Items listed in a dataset
[START]
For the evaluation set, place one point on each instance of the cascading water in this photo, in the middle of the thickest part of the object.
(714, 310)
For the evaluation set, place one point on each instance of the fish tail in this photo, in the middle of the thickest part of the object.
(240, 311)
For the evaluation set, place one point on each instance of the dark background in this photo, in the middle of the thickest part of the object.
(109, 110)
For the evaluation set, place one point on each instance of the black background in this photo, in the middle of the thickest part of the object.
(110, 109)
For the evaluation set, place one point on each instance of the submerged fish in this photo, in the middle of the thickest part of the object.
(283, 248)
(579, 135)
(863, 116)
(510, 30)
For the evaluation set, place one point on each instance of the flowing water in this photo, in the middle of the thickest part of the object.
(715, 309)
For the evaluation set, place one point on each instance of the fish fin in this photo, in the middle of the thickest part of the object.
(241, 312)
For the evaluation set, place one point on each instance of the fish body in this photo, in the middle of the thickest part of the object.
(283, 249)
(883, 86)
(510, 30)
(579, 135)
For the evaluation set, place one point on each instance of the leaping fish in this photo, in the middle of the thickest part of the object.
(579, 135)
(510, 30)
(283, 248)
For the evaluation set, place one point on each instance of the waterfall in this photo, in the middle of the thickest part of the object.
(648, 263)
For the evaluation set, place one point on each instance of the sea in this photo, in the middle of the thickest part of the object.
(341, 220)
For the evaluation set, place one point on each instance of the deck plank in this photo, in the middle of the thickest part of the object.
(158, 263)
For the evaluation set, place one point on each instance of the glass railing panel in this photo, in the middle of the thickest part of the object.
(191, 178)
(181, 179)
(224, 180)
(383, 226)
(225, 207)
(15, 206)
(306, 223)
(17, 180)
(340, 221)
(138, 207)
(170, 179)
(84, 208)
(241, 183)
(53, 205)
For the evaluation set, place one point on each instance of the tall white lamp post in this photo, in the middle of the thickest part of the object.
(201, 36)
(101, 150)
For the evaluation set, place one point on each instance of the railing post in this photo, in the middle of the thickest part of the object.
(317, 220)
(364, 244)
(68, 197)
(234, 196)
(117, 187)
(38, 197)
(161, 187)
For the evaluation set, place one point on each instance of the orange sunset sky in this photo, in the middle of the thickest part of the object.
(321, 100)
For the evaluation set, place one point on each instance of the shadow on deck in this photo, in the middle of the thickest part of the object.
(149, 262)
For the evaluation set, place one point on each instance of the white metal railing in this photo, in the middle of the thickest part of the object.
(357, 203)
[END]
■ **GIVEN EXERCISE**
Reproduce every line of the data, starting at the line that contains "of the leaping" and continuing through the final line. Keep the wording unchanged, but multiply each answer coordinate by 1.6 and round to whole numbers, with halves rounded up.

■ **ANSWER FOR THE TASK**
For the evaluation set, place one point on each instance of the leaping fish in this photo, in the middle of the thickest part of the object.
(926, 216)
(816, 48)
(453, 397)
For the evaluation set, place one point on each instance of the waterfall in this photo, in the middle of the thickest part of the object.
(1037, 421)
For the evaluation set, place one point on each instance of the sea in this photo, in the middle of the thickest part of the object.
(546, 352)
For the evaluation set, place one point on each instance of the deck plank in this photo, in the middle of the thickest part of the object.
(253, 421)
For the evaluation set, place one point on each instance of the glass railing panel in this photo, in the middle of the thickest part of the object.
(306, 285)
(290, 286)
(358, 288)
(613, 362)
(360, 331)
(24, 330)
(490, 357)
(27, 288)
(544, 354)
(221, 331)
(272, 286)
(134, 333)
(386, 293)
(85, 328)
For the evaluation set, place one point on each instance of the tall white lamp post in this photo, in the middle of the thickest part of the object.
(322, 58)
(162, 240)
For the evaluation set, place one point on each instance of the railing post in this photo, in the middle of the thickest part of the object.
(507, 352)
(582, 390)
(109, 315)
(374, 314)
(187, 299)
(61, 315)
(258, 299)
For the evaluation set, place one point on each instance of the orange sunset sky in this photo, in the middle of the thickest part of the object.
(514, 160)
For the evaluation set, place one point on each instance of the shadow on deck in this photo, in the middle of the thickest part of the object.
(238, 419)
For the evaluation set, place one point on each instance of the white metal railing in this photo, in the middle of the thickest part of the object.
(571, 325)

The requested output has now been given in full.